> [What needs to be done] Copy every line from the start of the records through the line containing "(26, 179), (298, 278)", requests included, scaling each coordinate in the answers by 1.8 and rounding to whole numbers with halves rounded up. Leave the requests and their sample coordinates unchanged.

>> Start

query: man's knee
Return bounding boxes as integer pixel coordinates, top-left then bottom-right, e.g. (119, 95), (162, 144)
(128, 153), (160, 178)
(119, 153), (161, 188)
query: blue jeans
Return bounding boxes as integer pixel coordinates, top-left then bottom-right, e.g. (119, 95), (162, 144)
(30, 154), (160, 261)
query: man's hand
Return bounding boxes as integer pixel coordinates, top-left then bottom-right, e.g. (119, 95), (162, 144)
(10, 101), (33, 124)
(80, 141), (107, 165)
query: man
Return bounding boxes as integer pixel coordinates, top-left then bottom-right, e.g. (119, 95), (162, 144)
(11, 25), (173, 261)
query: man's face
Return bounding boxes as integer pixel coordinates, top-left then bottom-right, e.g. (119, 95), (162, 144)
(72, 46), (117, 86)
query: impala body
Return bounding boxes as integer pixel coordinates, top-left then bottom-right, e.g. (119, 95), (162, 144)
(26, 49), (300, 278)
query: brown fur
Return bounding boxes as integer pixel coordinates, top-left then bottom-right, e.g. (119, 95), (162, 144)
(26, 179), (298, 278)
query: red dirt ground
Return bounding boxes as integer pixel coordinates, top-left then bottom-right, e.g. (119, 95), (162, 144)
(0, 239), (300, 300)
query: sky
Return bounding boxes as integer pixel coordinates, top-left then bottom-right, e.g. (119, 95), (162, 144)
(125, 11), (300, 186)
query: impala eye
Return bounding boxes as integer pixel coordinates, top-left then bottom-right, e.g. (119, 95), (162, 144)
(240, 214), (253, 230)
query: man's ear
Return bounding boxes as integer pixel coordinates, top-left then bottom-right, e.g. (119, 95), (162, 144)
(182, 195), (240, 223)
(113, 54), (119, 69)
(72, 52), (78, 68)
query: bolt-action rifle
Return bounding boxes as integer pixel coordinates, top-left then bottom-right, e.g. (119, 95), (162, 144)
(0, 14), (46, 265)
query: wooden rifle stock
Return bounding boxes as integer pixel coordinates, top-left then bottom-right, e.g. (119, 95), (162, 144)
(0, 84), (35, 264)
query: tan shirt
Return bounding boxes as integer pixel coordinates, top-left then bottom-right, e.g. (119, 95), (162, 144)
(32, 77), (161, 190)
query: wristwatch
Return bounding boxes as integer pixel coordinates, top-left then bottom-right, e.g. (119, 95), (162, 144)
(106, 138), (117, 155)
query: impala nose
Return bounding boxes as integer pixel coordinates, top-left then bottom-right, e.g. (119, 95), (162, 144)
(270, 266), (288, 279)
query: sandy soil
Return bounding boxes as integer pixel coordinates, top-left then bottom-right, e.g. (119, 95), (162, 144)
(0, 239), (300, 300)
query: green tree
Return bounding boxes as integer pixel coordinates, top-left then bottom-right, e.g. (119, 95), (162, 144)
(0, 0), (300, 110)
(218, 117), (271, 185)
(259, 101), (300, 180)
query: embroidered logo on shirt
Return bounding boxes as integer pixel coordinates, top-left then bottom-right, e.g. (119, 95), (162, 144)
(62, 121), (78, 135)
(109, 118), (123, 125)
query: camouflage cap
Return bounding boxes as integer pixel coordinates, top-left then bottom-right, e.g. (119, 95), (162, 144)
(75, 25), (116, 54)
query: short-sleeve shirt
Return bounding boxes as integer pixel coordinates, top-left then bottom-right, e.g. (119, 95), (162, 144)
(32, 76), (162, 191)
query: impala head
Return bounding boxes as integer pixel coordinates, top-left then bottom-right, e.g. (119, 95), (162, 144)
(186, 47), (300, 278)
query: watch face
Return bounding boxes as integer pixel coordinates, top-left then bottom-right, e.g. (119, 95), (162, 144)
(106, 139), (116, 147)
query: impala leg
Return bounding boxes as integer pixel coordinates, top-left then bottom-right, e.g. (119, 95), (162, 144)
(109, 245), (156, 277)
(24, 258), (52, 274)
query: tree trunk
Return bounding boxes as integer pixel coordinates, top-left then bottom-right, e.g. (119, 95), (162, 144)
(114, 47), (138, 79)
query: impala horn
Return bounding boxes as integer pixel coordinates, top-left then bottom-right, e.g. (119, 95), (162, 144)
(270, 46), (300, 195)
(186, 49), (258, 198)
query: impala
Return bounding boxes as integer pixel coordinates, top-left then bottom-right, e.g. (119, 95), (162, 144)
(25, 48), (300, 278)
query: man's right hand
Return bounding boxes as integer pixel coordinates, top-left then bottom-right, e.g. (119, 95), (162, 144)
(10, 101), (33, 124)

>> End

> [Full output]
query: man's knee
Return bounding boxes as integer pixel coordinates, top-left then bottom-right, e.g. (119, 95), (162, 144)
(230, 275), (288, 320)
(214, 275), (290, 338)
query: blue jeans
Return bounding boxes as integer pixel coordinates, top-left then bottom-right, e.g. (119, 95), (162, 144)
(54, 277), (288, 470)
query: man's hand
Return bounding boxes as integer pixel coordinates, top-left then bottom-right, e.g. (119, 95), (162, 144)
(18, 182), (59, 223)
(144, 254), (193, 297)
query: man
Return bounding boxes as integer pixel coordinates, top-left then bottom-right, e.g. (119, 95), (162, 144)
(20, 45), (311, 470)
query: man's face
Return bounding boxes as integer pixel coordinates, top-left then bottom-right, e.g. (119, 95), (162, 144)
(130, 83), (211, 155)
query: impala body
Return bounding boxes as integer pixel coordinates, top-left then bottom-right, e.g. (119, 95), (162, 144)
(47, 88), (540, 500)
query: brown fur
Return bounding boxes as integer pixel coordinates, top-left then bottom-right, e.g. (119, 95), (162, 144)
(47, 322), (536, 500)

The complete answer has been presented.